Problem to solve:
Could you write out, word for word, the part of the passage below on residential-area road signs between "The use of such" and "for playing children.", inclusive?

Passage:
The Galway Cycling Campaign is calling on Minister for Transport Paschal Donohoe to either drop a recently announced road sign or bring Irish traffic law into line with how the same sign is used in international traffic law. The controversy has arisen out of the Minister’s response to a campaign by Jake’s Legacy and other groups seeking lower speed limits in housing estates and residential streets. Calls for a housing estate limit of 20km/h have grown since the death of Jake Brennan in Kilkenny.
The use of such limits where children are playing has been standard elsewhere in Northern Europe for decades. The laws of other countries go further and legally define particular streets as “living streets”, “residential areas” or “play streets”, where children and other pedestrians have legal priority over cars and are legally entitled to use the entire road – playing on the street is permitted and protected by law.
The international sign for residential area with pedestrian priority and legal protection for playing children.
In 1993 the legal concept of a residential area with pedestrian priority and a maximum speed of 20km/h was incorporated into international traffic law – the Vienna Convention on Road Traffic. Under this UN Convention a sign with pictures of a house, a car and two people playing on the road with a ball indicates a “residential area” (sign E17a). The following countries have the same law and similar or related signage: the Netherlands, Germany, Belgium, Austria, Sweden, Poland, Czech Republic, Slovakia, Spain, Belarus, France and Switzerland. The Netherlands, Germany, Belgium and Austria also specify a speed limit of walking speed in these zones.

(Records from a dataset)
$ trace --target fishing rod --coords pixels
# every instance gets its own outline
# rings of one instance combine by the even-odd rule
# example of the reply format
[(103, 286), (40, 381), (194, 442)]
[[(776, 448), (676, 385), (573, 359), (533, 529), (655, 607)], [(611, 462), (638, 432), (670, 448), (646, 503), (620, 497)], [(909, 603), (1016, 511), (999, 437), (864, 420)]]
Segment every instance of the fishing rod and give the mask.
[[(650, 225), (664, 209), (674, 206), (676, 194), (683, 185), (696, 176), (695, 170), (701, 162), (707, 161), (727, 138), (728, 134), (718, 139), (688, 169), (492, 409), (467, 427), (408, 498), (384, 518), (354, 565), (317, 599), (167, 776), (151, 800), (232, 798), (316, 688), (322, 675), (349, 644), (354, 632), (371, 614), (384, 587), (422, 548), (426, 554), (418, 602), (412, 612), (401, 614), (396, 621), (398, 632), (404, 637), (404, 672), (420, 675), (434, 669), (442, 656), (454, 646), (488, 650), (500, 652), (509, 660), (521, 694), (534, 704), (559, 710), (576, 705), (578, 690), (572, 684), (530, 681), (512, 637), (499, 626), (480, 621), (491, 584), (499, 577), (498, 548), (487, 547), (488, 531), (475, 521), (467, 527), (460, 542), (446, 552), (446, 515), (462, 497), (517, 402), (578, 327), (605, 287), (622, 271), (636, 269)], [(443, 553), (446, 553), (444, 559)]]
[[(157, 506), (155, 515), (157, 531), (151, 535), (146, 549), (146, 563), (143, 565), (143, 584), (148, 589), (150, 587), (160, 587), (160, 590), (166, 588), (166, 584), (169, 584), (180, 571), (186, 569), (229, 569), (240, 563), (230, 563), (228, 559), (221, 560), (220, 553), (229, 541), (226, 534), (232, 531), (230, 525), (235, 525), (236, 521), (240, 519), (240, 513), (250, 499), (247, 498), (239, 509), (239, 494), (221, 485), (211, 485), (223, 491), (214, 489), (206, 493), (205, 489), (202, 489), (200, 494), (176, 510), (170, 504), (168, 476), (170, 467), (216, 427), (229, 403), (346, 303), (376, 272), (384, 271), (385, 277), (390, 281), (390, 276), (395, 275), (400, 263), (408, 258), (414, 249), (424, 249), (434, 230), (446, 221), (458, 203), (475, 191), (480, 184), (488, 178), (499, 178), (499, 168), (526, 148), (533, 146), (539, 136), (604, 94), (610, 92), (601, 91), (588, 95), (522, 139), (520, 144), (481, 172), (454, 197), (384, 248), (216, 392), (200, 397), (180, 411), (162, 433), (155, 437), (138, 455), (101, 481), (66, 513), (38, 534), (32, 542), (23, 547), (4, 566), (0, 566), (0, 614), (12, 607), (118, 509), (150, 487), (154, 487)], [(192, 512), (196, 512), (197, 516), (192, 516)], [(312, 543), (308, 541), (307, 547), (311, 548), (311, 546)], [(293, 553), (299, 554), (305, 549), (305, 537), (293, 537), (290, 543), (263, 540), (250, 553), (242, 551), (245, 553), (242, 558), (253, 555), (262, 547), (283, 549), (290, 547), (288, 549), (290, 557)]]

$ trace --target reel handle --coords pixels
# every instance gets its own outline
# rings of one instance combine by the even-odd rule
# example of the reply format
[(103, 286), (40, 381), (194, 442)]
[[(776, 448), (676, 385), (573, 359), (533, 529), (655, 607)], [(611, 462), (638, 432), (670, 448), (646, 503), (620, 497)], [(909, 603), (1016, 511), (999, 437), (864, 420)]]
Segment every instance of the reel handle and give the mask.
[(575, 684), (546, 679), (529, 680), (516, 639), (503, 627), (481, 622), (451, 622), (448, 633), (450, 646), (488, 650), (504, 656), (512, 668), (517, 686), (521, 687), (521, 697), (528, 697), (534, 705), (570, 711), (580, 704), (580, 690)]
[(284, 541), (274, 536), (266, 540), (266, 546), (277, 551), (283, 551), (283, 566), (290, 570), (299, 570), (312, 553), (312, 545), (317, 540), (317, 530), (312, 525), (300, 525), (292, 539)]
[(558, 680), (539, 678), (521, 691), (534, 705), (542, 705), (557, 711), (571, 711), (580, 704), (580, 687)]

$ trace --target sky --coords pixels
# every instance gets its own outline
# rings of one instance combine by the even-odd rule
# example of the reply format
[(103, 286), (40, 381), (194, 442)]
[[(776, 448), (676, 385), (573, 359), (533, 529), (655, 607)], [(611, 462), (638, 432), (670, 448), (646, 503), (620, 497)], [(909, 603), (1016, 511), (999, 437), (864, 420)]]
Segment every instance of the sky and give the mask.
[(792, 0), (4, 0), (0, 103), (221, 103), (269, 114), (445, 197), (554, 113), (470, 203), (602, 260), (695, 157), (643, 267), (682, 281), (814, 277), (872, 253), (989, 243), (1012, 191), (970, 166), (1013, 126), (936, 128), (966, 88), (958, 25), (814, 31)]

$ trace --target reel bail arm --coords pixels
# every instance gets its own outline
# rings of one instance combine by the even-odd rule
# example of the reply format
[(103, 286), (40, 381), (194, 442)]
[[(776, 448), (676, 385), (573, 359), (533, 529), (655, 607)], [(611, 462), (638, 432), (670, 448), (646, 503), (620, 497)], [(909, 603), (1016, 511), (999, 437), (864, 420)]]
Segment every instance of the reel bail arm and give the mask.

The answer:
The use of such limits where children are playing has been standard elsewhere in Northern Europe for decades. The laws of other countries go further and legally define particular streets as “living streets”, “residential areas” or “play streets”, where children and other pedestrians have legal priority over cars and are legally entitled to use the entire road – playing on the street is permitted and protected by law.
The international sign for residential area with pedestrian priority and legal protection for playing children.